→ **About this task**: If a line of the data below contains the string "white", copy it into your answer.

[Natural-language object grounding data]

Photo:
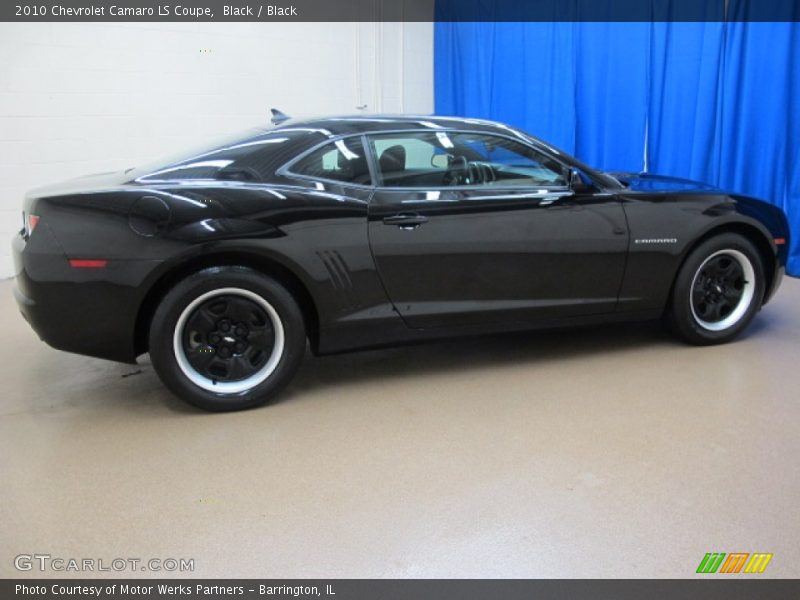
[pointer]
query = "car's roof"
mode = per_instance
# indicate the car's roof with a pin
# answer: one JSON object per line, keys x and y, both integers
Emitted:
{"x": 347, "y": 124}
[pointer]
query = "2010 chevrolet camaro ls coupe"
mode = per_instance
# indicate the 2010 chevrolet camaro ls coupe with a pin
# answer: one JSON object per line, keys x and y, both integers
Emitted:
{"x": 362, "y": 231}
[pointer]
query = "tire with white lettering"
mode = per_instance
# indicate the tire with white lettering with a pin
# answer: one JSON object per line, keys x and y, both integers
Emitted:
{"x": 227, "y": 338}
{"x": 718, "y": 290}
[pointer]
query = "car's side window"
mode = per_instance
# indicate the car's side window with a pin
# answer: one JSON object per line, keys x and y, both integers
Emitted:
{"x": 443, "y": 158}
{"x": 342, "y": 160}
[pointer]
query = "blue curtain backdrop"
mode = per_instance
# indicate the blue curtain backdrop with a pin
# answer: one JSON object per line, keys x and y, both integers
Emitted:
{"x": 713, "y": 101}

→ **Exercise response**:
query = "tire with white lettering"
# indicate the tire with white lettering with a pin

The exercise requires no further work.